Passage given.
::::::

# UK Soap and Drama Discussion > Hollyoaks > General >  New Opening Titles

## Lennie

I watched the E4 episode, and the opening titles have changed, its ok,they are a bit like Let Losse opening titles. I like the Justin and Becca shot where they were at the school prom.   :Smile:

----------


## Angeltigger

They are exactly the Same- that just cheated

----------


## xxloopylauraxx

its about time they changed it! theyve had izzy chole natalie norman & all the other people that left over a year ago in it still!!!!!!!!

----------


## Crazy Gal 88

i know - it annoys me everytime i see it im liike OUT OUT OUT IN OUT OUT IN at the TV!lol - just to prove my point really how many years old are they?

----------


## Chris_2k11

> i know - it annoys me everytime i see it im liike OUT OUT OUT IN OUT OUT IN at the TV!lol - just to prove my point really how many years old are they?


About 2 years old I think.

----------


## Chris_2k11

Im looking forward to seeing these tonight!  :Cheer:  They better be good!   :Angry:   :Stick Out Tongue:

----------


## luna_lovegood

I wasn't looking properly when the credits came on as I was on msn, I was just humming along to the theme tune and noticed that something was different. Then I was like ''Oh my god finally they've changed them horray!"

----------


## Angeltigger

> Im looking forward to seeing these tonight!  They better be good!


So did you enjoy them

----------


## myvoice

Why so much Becca though??? There are hardly any shots of characters like Zara, Cameron, Steph, Mandy, Tony, Darlene, Craig, Nancy, Hannah, Sarah, Josh, Tom, Max, OB or any of the adults yet there seemed to be a shot of Becca every 2 seconds!!!!

----------


## Angeltigger

They are shots of Steph, mandy,Tony, max- it just that becca has one shot with Jake and one with Justin

----------


## myvoice

No but she has one in both middle credits and loads in the end crdits too. I know there are a shot of each of the above but they are brief. kinda blink and you miss them.

----------


## Angeltigger

Well sorry i do not know

----------


## myvoice

No probs

----------


## myvoice

No probs. Btw love chad michael murry too. Your banner is so sexy!!!

----------


## Angeltigger

Thanks Myvoice, Samantha maked it for me, Do you still do the updates?

----------


## myvoice

No not anymore. It was a mate who wrote them but we are both too busy with work at the moment. Do you watch Chad on One Tree Hill???

::::::

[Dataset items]
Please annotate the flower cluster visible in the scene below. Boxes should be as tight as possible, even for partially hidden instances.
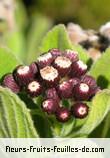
[2,49,99,122]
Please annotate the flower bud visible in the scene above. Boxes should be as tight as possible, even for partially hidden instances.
[54,56,72,77]
[2,74,21,93]
[26,80,42,97]
[56,107,70,122]
[71,102,89,119]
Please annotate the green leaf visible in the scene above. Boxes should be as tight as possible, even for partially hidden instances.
[71,90,110,137]
[89,48,110,88]
[40,24,89,62]
[0,87,38,138]
[0,48,21,78]
[4,31,26,61]
[27,15,52,63]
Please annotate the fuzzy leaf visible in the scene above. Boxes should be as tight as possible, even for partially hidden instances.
[40,24,89,62]
[69,90,110,137]
[0,87,38,138]
[89,48,110,88]
[0,48,21,78]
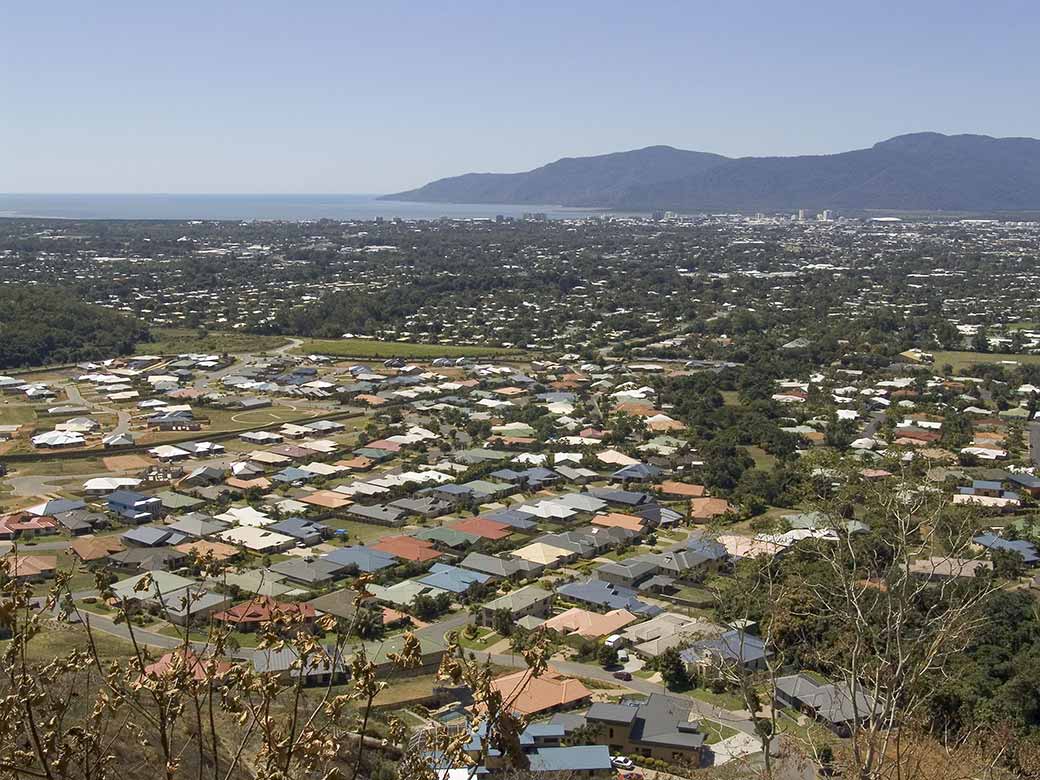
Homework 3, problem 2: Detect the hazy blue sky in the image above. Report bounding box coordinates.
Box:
[0,0,1040,192]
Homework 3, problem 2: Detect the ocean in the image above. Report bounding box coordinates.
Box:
[0,193,608,222]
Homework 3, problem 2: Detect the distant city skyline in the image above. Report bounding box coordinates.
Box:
[0,0,1040,193]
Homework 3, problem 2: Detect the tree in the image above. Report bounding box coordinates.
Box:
[491,606,514,636]
[654,647,690,691]
[971,326,989,353]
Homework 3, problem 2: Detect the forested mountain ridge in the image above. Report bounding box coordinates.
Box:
[387,133,1040,211]
[0,285,149,369]
[385,146,729,206]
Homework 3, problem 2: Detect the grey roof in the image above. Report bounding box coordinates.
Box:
[682,630,771,665]
[121,525,186,547]
[108,547,187,571]
[586,694,704,750]
[630,694,704,749]
[586,702,639,726]
[686,531,729,561]
[269,557,346,584]
[166,513,228,539]
[323,547,397,572]
[556,578,664,617]
[459,552,541,577]
[589,488,651,506]
[346,504,405,523]
[480,510,538,530]
[529,745,612,772]
[387,496,453,515]
[484,584,552,612]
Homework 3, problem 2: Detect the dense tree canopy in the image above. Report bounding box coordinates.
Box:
[0,286,149,368]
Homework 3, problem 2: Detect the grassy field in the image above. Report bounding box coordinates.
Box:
[686,687,748,712]
[0,623,133,662]
[0,400,36,425]
[136,328,288,355]
[934,352,1040,372]
[719,390,744,407]
[701,720,737,745]
[321,517,400,545]
[293,339,520,359]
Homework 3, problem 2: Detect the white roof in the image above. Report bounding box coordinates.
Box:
[216,526,294,550]
[214,506,275,528]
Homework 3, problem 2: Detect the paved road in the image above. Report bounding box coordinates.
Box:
[416,613,755,735]
[64,382,130,436]
[0,541,69,555]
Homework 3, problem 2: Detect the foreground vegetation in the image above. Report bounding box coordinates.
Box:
[0,286,149,369]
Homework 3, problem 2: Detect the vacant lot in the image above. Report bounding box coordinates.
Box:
[136,328,288,355]
[934,352,1040,372]
[293,339,519,359]
[0,400,36,425]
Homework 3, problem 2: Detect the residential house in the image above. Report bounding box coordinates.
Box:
[107,490,163,523]
[776,674,875,738]
[586,694,705,768]
[480,584,553,626]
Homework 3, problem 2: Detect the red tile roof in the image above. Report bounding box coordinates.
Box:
[448,517,513,539]
[368,537,441,563]
[213,596,314,625]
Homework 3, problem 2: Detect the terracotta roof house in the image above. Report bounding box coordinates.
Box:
[174,539,240,561]
[592,512,647,534]
[491,672,592,716]
[690,498,733,520]
[145,648,232,682]
[656,479,706,498]
[296,490,354,510]
[69,537,126,564]
[369,537,441,563]
[542,606,639,640]
[213,596,314,630]
[447,517,513,540]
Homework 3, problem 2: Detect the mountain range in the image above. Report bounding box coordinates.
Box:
[384,133,1040,211]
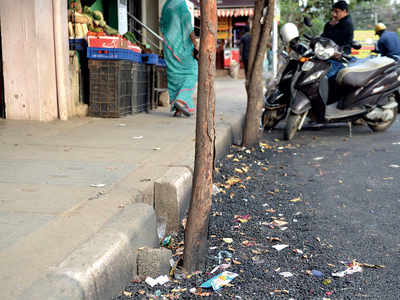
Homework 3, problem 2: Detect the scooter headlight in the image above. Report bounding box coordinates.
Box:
[314,42,335,60]
[301,70,325,85]
[301,61,314,72]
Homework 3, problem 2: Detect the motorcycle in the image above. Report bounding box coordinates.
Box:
[262,23,400,140]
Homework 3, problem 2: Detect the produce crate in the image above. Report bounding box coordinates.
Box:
[69,39,87,51]
[142,53,158,65]
[132,63,152,112]
[157,57,167,67]
[89,60,133,118]
[87,47,142,63]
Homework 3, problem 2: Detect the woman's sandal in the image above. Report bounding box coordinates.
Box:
[175,100,192,117]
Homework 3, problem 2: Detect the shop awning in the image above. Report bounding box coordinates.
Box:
[194,7,254,18]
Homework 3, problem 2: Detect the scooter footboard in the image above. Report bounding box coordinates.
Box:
[290,91,311,115]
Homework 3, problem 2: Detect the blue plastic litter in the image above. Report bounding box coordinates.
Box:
[142,53,158,65]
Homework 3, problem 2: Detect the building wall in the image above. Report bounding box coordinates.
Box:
[0,0,58,121]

::::::

Continue the forum thread about the new Hollyoaks opening titles from the point where it stops.

Answer for this exercise.
----------


## Angeltigger

Well i have not seen One Tree Hill as i miss some of the espiodes so i am waiting for it to start on Channel 4

----------


## myvoice

Did you see it last week??? I cried so much at the end!!!

----------


## Angeltigger

Nope i never i stoped at the beginning- after natha and Haylay i think party, as i have been busy. but this is not the right thread- so i think we should move this to the one tree hill tread

----------


## myvoice

oh sorry. 4got!!! Nice to talk to you. Gotta go n cook the dinner so will speak to you another time.

----------


## Angeltigger

ok maybe in the One tree hill tread

----------


## Angeltigger

My Voice- i wanted the opening credits and i counted how many times becca is on the credits and she only on ther twice- like i said she is with Jake and one with Justin- she not at the end as louise has her own shot and steph has her own shot but than she she might be behind the main ones

----------


## di marco

> About 2 years old I think.


yeh it was about that, they changed them on their 1000th epi or something like that, it was when toby died

----------


## Angeltigger

10th Anv

----------


## di marco

> 10th Anv


yeh i know theyve changed them now for the 10th anniversary, i mean a few years ago they changed them, i think it was for their 1000th epi

----------


## Angeltigger

Oh ok

----------


## DancingQueen

im loving the new titles they r fab. Rhys is in them yay!!!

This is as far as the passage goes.